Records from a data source
* Start *

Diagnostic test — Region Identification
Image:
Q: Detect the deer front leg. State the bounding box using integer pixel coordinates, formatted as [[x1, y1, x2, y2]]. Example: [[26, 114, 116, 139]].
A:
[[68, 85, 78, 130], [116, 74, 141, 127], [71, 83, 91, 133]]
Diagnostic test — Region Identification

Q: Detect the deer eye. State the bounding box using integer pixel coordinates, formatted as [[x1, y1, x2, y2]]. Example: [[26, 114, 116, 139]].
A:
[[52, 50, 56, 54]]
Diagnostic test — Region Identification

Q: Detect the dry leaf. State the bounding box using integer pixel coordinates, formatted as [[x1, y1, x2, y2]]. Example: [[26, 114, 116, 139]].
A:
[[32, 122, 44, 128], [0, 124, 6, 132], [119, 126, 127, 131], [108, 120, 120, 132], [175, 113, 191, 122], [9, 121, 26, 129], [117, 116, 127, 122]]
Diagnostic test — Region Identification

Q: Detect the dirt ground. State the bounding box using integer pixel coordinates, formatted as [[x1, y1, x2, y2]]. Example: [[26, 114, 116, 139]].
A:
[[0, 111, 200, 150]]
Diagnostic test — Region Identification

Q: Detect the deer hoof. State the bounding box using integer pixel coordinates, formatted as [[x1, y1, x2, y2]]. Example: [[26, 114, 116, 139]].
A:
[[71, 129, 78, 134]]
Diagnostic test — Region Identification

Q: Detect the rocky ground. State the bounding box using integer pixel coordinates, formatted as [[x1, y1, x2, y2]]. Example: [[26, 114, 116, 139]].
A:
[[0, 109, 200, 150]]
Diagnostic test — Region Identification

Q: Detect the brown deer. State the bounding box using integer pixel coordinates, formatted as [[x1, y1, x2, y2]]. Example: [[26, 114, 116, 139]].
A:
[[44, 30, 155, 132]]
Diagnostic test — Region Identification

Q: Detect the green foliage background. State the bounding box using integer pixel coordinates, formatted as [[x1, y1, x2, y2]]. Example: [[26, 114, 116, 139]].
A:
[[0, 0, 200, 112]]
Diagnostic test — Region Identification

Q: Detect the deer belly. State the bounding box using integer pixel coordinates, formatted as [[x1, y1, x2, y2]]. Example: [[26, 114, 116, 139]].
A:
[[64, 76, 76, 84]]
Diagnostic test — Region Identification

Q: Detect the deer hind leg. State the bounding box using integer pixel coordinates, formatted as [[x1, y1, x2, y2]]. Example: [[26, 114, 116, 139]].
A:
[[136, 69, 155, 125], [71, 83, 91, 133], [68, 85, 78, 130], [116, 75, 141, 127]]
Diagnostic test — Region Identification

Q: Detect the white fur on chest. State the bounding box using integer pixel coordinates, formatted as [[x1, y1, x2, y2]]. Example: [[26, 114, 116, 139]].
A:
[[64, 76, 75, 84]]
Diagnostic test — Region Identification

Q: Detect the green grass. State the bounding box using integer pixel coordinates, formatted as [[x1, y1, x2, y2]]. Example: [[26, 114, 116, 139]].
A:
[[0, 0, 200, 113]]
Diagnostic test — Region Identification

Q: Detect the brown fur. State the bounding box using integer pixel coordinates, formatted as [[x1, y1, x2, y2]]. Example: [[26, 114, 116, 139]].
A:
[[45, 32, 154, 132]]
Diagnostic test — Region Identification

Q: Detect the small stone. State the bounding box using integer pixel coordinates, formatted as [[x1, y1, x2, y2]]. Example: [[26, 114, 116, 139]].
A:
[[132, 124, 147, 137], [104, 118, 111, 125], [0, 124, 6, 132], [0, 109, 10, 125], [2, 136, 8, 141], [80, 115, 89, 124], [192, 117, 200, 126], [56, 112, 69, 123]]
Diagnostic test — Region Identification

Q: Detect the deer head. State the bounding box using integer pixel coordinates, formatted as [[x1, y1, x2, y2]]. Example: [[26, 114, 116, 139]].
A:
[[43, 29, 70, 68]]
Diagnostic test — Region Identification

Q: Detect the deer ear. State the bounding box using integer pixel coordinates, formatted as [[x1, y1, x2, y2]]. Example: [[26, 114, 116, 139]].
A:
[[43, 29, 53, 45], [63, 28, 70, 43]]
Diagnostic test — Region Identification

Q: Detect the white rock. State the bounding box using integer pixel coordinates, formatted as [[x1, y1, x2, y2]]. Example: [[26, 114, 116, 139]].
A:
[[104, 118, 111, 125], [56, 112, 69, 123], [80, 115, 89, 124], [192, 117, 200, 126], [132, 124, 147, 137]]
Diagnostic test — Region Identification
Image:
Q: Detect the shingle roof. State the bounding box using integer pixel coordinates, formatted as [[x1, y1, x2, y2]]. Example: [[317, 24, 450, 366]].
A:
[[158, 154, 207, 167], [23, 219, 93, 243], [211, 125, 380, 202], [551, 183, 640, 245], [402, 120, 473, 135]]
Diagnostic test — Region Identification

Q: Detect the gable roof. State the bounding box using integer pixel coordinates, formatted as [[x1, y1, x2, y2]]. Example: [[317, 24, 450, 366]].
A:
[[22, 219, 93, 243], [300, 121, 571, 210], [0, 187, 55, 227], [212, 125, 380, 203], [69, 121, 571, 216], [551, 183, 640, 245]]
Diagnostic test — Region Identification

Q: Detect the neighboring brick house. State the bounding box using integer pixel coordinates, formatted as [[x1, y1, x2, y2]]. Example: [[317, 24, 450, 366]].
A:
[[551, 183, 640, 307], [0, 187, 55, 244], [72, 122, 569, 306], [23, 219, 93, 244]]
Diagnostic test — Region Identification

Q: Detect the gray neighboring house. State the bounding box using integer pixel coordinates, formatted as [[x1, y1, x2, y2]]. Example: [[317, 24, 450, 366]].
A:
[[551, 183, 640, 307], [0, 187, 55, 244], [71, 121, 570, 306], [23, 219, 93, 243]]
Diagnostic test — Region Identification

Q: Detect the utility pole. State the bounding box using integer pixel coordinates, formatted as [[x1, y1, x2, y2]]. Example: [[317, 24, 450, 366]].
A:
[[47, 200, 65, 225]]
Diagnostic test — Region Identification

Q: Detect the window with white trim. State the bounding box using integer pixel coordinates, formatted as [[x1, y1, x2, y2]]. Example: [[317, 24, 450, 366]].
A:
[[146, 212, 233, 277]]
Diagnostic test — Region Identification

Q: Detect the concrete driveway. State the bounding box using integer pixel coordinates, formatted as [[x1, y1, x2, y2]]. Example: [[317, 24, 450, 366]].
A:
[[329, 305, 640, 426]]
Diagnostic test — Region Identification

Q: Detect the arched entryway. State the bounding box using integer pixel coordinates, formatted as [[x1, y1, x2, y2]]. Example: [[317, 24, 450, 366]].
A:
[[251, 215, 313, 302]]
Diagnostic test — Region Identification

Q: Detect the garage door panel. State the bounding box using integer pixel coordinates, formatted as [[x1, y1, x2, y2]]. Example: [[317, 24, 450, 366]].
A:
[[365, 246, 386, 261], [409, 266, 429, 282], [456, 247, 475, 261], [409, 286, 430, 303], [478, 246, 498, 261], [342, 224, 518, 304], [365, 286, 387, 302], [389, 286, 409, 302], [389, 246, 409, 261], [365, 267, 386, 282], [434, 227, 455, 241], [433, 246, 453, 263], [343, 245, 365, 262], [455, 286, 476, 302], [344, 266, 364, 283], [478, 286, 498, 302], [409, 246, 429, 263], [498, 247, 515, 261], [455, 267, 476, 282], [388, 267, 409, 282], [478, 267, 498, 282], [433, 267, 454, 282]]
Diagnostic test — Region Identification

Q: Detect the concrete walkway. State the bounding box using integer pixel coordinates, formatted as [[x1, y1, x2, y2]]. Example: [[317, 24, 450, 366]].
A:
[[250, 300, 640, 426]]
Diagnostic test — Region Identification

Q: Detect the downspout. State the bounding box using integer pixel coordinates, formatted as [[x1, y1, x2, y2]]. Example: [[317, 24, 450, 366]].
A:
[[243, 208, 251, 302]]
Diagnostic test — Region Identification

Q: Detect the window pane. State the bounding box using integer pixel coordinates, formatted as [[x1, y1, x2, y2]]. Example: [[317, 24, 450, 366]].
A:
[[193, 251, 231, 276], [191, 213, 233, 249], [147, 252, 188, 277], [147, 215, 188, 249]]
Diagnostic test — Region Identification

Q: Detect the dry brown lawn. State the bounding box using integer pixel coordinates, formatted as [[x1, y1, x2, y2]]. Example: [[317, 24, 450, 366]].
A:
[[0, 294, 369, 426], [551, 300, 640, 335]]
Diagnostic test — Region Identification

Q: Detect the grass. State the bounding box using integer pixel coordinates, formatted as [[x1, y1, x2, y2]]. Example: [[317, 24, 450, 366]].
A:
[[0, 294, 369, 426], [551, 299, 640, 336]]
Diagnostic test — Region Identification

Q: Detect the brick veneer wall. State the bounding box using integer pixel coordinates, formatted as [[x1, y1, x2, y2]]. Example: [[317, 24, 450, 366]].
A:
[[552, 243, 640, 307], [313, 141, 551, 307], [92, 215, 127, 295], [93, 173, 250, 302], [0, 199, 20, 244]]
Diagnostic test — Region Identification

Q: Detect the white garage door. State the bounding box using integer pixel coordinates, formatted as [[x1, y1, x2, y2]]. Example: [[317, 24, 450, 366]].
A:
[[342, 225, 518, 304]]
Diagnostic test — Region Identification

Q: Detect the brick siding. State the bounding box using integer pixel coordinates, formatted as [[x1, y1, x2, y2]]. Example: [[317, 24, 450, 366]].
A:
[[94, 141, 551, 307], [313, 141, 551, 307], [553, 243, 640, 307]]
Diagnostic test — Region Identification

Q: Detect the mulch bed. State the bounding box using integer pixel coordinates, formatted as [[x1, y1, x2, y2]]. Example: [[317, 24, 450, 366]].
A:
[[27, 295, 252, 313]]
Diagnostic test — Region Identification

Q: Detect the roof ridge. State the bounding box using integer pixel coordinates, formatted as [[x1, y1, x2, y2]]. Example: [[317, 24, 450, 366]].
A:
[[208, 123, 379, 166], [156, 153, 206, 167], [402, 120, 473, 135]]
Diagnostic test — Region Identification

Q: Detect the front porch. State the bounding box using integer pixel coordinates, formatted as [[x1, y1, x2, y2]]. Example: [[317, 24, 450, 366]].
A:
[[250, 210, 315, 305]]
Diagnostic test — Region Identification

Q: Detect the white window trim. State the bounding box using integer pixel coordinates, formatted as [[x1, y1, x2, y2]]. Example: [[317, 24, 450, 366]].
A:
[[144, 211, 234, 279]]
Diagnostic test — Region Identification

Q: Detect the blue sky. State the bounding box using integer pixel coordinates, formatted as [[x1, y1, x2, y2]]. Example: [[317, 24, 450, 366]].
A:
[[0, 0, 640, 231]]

* End *

• Given request:
Identify every line in the listing that contains the word "white", and copy each of those lines.

• Response to the exercise:
Q: Detect the white fur on chest. State the bounding box using integer pixel coordinates, formatted as [[x1, y1, x2, y2]]. Example: [[26, 114, 116, 139]].
Q: Detect the white rock. State the bounding box using integer pixel coordinates, formatted as [[x1, y1, x2, y2]]. Example: [[26, 114, 116, 139]].
Q: Detect the window with white trim. State the bounding box using integer pixel coordinates, formatted as [[x1, y1, x2, y2]]. Example: [[317, 24, 450, 366]].
Q: Detect the white garage door. State the bounding box using integer pixel coordinates, formatted as [[x1, y1, x2, y2]]. Example: [[317, 24, 450, 366]].
Q: Detect the white window trim. State the bounding box using integer pixel coordinates, formatted as [[x1, y1, x2, y2]]. Example: [[317, 24, 450, 366]].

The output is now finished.